## Assigned task
What is needed is an exact copy of the entries below, with the pictures left out.

(Source records)
"""

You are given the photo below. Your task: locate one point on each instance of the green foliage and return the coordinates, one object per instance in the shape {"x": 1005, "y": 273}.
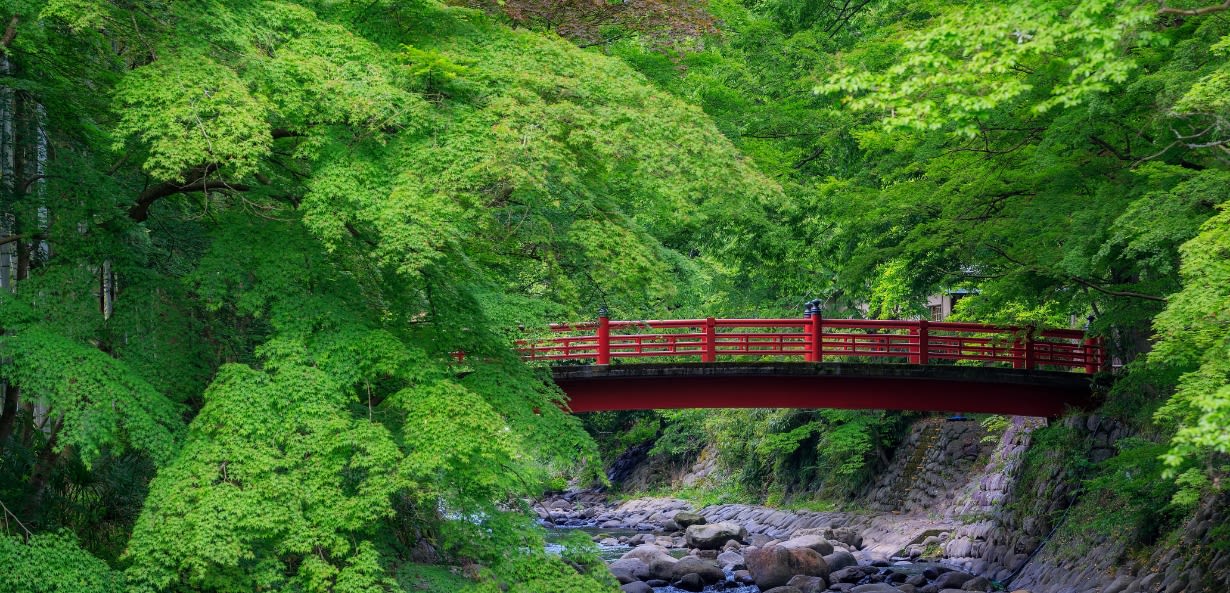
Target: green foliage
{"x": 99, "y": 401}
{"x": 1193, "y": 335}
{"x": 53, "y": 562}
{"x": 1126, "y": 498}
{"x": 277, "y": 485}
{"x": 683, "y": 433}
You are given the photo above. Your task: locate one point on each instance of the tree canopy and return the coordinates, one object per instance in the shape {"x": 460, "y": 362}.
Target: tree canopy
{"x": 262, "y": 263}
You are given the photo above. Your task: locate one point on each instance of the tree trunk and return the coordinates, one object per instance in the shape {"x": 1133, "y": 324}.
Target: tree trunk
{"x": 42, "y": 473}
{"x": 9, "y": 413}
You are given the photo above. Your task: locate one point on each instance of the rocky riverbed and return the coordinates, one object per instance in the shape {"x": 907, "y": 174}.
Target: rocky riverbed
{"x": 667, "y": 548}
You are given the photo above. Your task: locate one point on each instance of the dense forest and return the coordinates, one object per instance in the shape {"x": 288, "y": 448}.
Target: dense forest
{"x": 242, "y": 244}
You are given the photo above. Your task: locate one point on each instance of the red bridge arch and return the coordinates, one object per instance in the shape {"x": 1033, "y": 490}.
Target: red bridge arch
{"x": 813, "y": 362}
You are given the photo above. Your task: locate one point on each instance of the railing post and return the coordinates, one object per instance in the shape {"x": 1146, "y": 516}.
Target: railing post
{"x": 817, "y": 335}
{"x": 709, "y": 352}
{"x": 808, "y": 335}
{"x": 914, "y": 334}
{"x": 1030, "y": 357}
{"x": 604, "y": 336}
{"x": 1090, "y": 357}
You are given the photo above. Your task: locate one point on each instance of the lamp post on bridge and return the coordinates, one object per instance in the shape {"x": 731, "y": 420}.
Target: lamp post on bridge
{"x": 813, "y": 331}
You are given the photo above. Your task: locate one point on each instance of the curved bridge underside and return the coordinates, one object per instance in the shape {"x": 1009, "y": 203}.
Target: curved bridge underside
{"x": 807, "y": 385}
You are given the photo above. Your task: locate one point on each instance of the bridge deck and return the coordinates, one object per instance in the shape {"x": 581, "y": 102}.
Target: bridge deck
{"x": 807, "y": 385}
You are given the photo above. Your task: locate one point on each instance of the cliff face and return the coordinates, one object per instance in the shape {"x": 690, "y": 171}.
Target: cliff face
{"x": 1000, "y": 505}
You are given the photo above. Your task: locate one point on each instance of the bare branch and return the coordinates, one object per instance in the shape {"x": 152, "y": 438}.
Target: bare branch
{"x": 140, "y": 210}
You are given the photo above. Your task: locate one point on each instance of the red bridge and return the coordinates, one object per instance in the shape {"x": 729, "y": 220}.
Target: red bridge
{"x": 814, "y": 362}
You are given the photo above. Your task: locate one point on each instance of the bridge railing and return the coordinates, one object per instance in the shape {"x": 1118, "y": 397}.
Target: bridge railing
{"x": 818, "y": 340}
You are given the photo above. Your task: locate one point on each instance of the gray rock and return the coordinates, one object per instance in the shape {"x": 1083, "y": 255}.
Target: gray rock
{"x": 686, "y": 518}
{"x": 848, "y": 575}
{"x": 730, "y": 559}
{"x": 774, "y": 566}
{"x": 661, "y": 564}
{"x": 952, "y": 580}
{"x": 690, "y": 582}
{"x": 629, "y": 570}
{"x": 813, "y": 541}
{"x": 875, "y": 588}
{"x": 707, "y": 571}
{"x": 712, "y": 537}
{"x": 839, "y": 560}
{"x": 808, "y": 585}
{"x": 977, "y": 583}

"""

## The completed task
You are given the photo below. Your task: locate one point on each instance of the green foliage and return the coordinates, one object per instance in the shape {"x": 1005, "y": 273}.
Target: green foliage
{"x": 99, "y": 401}
{"x": 1193, "y": 335}
{"x": 53, "y": 562}
{"x": 1126, "y": 498}
{"x": 277, "y": 485}
{"x": 683, "y": 433}
You are given the photo above. Your task: locate one point on each instance of the tree canopy and return the coordinates, one object per instance in the shape {"x": 460, "y": 362}.
Target: tree canopy
{"x": 262, "y": 263}
You are given the photo above. Your task: locate one point on each instance of the tree trunk and return the coordinates, one object per instance in the shape {"x": 1133, "y": 324}.
Target: tree trunk
{"x": 42, "y": 473}
{"x": 9, "y": 413}
You are given the photo above. Your task: locate one point on each instance of the rocky riverbed and return the coordinates, one object per instance in the shape {"x": 907, "y": 174}.
Target: rocky riverbed
{"x": 667, "y": 548}
You are given the photo above. Your task: locate one point on each instance of the dense forest and return the coordinates, one object per instance in the shape {"x": 288, "y": 448}.
Target: dense forest
{"x": 242, "y": 244}
You are given the photo above. Your task: locate one point on each instance of the red bridge arch and return the coordinates, one object per instance in the shape {"x": 1033, "y": 490}.
Target: red bridge arch
{"x": 813, "y": 362}
You are given the photo above. Your task: locate one point on each instance of the railing post and return the coordinates, one object per instance in the shape {"x": 1146, "y": 516}.
Target: railing post
{"x": 817, "y": 335}
{"x": 709, "y": 352}
{"x": 808, "y": 335}
{"x": 914, "y": 334}
{"x": 1030, "y": 357}
{"x": 604, "y": 336}
{"x": 1090, "y": 357}
You are given the photo above. Your task: locate one point on each instance of the lamp post on bridge and return the coordinates, one object per instance in the shape {"x": 731, "y": 420}.
Target: lamp post on bridge
{"x": 813, "y": 331}
You are given the photo above. Your task: locate one point on each instance of the curved bridge underside and return the coordinates, one object per instance in the shape {"x": 1009, "y": 203}.
Target: curved bridge underside
{"x": 807, "y": 385}
You are given the photo above. Your task: locate one point on each instance of the bridge deck and return the coordinates, one object per instance in the shape {"x": 581, "y": 102}.
Target: bridge deck
{"x": 807, "y": 385}
You are given the photo above. Your task: locate one point on each instance of the cliff face and return the coordinates, one object per instance in the shape {"x": 690, "y": 171}.
Target: cliff face
{"x": 1000, "y": 505}
You are given the photo above. Your task: locate one point on each instance of the bare branch and return the coordinates, one object per instance in the shape {"x": 152, "y": 438}.
Target: bare branch
{"x": 140, "y": 210}
You are given the photo above. Your task: locate one point on each instance of the red bridge and return the coordinates, one object per instance in the shape {"x": 729, "y": 220}.
Target: red bridge
{"x": 814, "y": 362}
You are given the photo above. Your task: locate one point on each instance of the bridge railing and return the coordinates, one object per instance in the shape {"x": 1118, "y": 397}.
Target: bridge railing
{"x": 818, "y": 340}
You are given the photo above. Your task: locate one point on each instance of the gray rock and return the coordinates, one object per instance in the shape {"x": 1083, "y": 255}.
Target: gray rock
{"x": 686, "y": 518}
{"x": 848, "y": 575}
{"x": 730, "y": 559}
{"x": 774, "y": 566}
{"x": 661, "y": 564}
{"x": 952, "y": 580}
{"x": 690, "y": 582}
{"x": 629, "y": 570}
{"x": 813, "y": 541}
{"x": 875, "y": 588}
{"x": 707, "y": 571}
{"x": 712, "y": 537}
{"x": 839, "y": 560}
{"x": 808, "y": 585}
{"x": 977, "y": 583}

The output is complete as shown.